Problem description —
Find the line that contains "Task: point to every instance of the road.". Then set down that line and all the lines after it, to the end of the records, exactly and with nothing added.

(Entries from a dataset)
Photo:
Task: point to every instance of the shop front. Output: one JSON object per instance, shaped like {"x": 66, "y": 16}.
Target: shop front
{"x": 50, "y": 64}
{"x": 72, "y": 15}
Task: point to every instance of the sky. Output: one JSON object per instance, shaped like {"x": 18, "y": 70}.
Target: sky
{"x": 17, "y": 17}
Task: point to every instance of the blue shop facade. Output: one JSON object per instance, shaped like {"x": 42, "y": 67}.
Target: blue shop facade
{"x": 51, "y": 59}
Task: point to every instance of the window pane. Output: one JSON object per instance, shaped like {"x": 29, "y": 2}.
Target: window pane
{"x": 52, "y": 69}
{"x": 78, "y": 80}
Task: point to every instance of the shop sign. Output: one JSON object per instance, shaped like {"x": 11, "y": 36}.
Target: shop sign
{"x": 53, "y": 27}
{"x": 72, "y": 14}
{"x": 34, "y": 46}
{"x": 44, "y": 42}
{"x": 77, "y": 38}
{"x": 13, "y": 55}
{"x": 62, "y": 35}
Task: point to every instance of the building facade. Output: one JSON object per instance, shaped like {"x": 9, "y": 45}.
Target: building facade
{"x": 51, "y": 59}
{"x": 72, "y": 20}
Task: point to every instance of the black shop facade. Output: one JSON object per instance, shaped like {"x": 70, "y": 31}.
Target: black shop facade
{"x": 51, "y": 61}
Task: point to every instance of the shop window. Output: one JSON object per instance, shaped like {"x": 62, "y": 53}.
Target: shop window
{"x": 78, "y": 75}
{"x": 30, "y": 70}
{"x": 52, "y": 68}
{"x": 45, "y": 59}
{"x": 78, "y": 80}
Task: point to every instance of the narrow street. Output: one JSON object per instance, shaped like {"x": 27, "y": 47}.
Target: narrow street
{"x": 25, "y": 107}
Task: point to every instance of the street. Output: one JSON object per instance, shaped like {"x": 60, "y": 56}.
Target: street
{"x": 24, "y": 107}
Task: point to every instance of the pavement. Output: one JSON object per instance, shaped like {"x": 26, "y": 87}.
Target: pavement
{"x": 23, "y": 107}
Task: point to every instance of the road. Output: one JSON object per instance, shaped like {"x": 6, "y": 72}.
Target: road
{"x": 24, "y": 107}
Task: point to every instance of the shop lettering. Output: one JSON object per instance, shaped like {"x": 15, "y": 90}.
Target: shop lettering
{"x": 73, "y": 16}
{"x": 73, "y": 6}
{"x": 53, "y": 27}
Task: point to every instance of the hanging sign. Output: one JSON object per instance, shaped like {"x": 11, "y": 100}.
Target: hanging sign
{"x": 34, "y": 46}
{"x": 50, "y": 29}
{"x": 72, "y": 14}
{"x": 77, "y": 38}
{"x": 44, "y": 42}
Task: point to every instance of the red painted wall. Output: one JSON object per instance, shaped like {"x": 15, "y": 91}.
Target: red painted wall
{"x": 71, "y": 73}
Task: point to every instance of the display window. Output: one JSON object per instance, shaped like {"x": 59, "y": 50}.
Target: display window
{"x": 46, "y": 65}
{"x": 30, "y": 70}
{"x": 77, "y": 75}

The solution —
Task: point to every instance of the road. Output: one JSON object per instance, shaped like {"x": 6, "y": 72}.
Target: road
{"x": 24, "y": 107}
Task: point to every instance of the shop lettering. Output: one JSON object per instance, shaped like {"x": 15, "y": 90}.
Target: shop lettering
{"x": 73, "y": 16}
{"x": 73, "y": 6}
{"x": 53, "y": 27}
Task: point to every instance of the hanging sign. Output: one JSON object per instance, shaped like {"x": 11, "y": 100}.
Target: hanging sign
{"x": 34, "y": 46}
{"x": 50, "y": 29}
{"x": 72, "y": 14}
{"x": 77, "y": 38}
{"x": 44, "y": 42}
Task: point to every instance of the red painted wall. Output: one JSON object per instance, shaped like {"x": 15, "y": 91}.
Target: red painted wall
{"x": 71, "y": 73}
Task: point to every instance of the display window. Output: one JSON object per instance, shaped like {"x": 59, "y": 50}.
Target: display window
{"x": 46, "y": 65}
{"x": 30, "y": 70}
{"x": 77, "y": 75}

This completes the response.